:: MATERIAL PROVIDED ::
»»

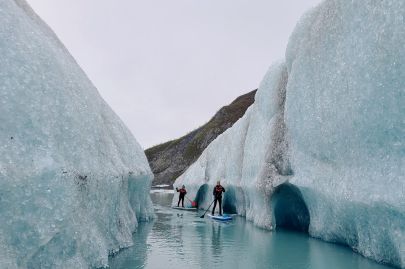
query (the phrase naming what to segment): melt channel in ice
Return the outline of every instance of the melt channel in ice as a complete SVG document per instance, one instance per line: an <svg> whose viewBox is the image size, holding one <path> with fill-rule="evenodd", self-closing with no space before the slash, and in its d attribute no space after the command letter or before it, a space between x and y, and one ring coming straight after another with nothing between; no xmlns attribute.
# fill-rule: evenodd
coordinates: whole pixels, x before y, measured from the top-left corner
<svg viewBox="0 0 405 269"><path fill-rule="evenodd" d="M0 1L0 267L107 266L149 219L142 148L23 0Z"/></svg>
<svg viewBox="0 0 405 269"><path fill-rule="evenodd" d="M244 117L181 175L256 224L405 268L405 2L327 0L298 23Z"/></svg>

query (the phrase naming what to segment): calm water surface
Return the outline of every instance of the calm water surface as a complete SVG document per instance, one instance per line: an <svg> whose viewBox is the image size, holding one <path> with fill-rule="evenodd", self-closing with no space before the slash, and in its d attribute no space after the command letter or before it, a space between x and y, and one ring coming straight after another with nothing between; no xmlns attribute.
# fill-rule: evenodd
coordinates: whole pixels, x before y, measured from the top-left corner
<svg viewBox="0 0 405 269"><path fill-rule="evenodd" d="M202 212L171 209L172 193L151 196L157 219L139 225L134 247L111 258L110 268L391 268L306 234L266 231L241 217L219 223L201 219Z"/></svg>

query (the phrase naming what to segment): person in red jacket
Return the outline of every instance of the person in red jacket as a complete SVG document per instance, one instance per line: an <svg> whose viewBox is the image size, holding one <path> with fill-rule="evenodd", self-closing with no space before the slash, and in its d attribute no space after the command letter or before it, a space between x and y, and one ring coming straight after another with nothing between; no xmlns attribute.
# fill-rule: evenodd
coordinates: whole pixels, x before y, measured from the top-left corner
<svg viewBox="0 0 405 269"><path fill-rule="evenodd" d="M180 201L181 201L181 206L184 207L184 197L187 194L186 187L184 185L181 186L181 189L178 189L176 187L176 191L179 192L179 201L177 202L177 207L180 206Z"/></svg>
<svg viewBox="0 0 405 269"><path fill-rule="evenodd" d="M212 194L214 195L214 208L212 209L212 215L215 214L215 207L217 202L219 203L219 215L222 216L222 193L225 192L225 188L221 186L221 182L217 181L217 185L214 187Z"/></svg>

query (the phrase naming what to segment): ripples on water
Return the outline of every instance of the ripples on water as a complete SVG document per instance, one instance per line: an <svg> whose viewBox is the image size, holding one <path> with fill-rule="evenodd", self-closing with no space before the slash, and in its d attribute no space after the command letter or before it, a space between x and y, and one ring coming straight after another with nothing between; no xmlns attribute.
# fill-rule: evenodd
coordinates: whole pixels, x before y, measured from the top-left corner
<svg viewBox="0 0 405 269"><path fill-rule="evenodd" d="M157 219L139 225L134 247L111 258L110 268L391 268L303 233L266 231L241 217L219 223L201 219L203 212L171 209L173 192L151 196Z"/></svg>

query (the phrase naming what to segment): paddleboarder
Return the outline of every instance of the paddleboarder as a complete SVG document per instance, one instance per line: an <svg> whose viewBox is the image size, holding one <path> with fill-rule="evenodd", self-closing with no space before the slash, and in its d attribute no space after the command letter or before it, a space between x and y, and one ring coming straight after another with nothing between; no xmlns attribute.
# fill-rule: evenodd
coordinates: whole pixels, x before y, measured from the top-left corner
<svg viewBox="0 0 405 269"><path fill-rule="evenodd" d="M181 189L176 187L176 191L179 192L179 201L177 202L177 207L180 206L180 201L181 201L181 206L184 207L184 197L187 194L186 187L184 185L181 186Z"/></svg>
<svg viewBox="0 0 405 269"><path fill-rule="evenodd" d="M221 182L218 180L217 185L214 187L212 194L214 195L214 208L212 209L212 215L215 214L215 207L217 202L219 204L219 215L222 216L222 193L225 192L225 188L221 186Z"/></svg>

««
»»

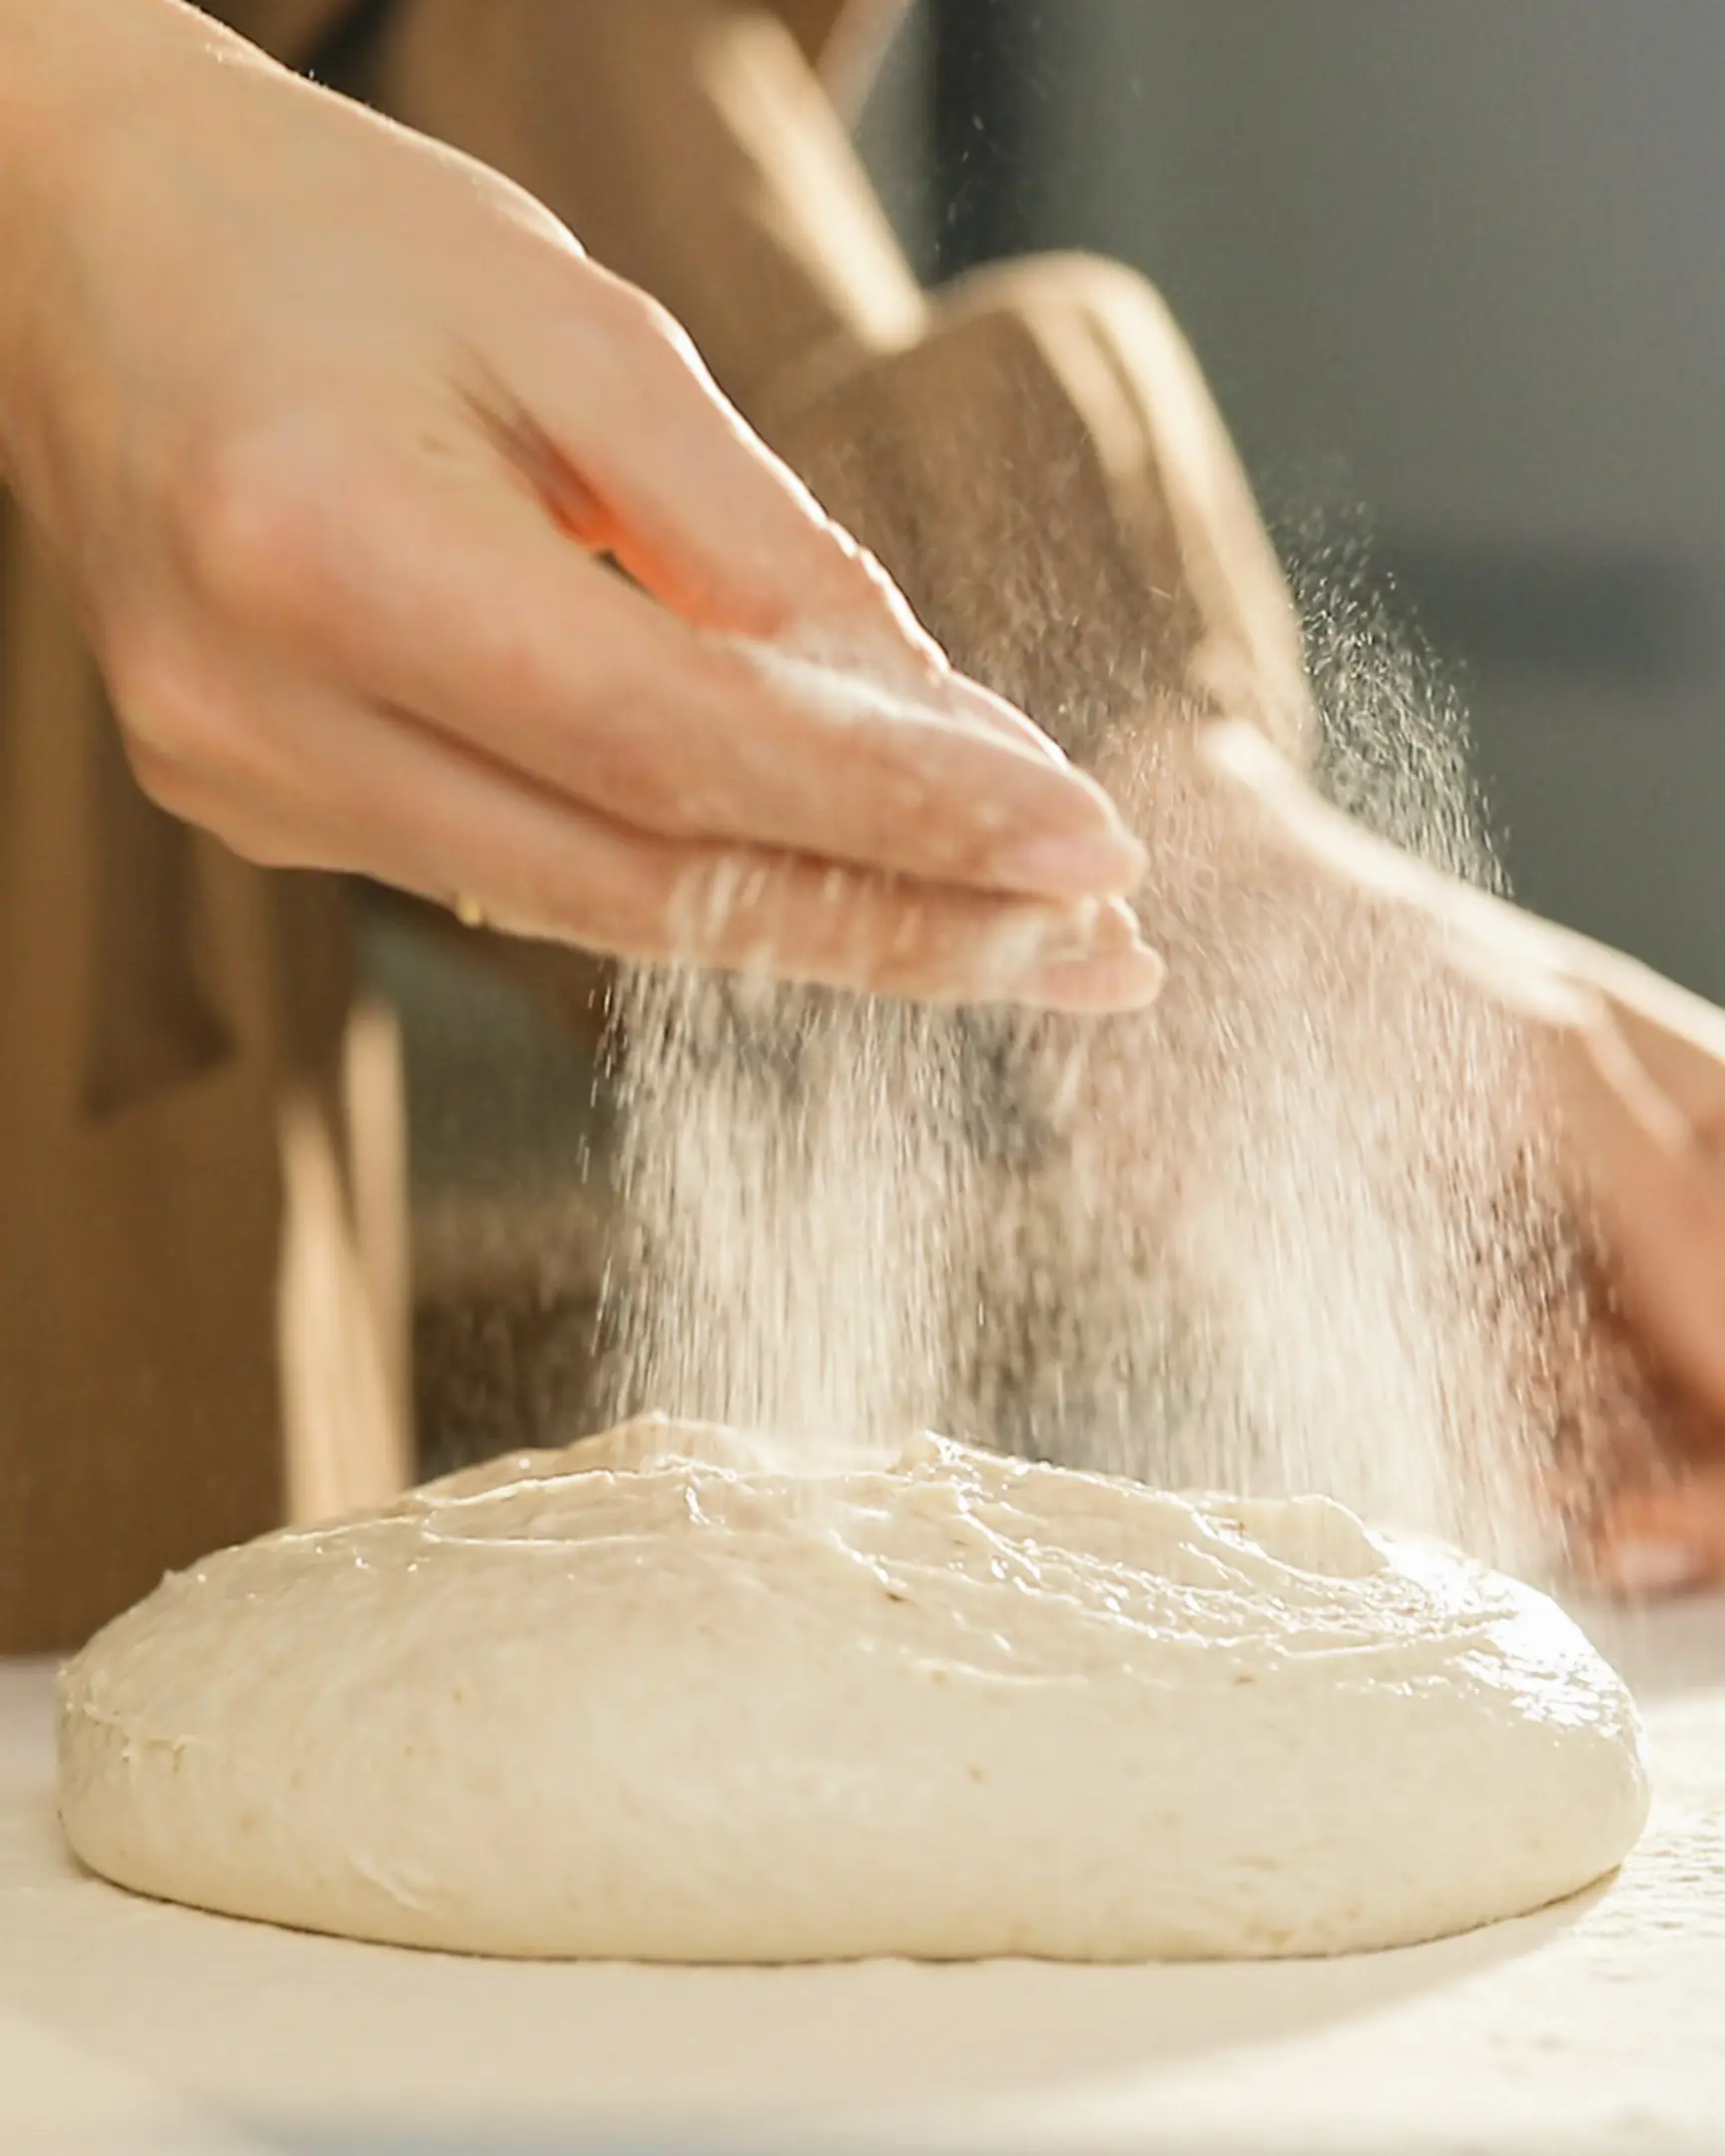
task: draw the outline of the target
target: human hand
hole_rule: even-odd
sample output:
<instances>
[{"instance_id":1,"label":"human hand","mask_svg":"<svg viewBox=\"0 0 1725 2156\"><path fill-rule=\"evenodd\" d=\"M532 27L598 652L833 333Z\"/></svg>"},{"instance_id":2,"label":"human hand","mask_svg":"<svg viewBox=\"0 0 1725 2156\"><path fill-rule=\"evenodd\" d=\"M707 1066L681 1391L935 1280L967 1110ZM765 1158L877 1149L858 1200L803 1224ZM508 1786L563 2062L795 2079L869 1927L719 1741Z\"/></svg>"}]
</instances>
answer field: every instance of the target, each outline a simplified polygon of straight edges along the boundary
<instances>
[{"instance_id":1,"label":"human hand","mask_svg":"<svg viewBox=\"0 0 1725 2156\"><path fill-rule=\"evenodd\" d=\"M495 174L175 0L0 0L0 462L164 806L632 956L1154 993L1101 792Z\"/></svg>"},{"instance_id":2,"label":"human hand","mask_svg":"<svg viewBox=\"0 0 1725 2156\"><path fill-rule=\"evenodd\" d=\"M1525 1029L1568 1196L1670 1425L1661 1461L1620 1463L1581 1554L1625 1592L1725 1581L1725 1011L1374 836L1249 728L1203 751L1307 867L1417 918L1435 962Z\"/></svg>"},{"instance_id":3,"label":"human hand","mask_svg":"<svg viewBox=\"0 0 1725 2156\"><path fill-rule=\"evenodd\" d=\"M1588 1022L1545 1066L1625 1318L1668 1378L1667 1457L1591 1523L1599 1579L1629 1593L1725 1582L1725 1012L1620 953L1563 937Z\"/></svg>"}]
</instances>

««

:: ACTIVITY ::
Which lines in the data above contain "surface"? Show each one.

:: REPLY ::
query (the phrase naming what to segment): calm water surface
Return the outline of every instance of the calm water surface as a complete SVG document per instance, one instance per line: an <svg> whose viewBox is the image size, holding one <path> with fill-rule="evenodd", self-closing with no space before the slash, and in its d attribute no space after the command letter or before it, a space between x and y, and one ring coming straight after another with nothing between; no xmlns attribute.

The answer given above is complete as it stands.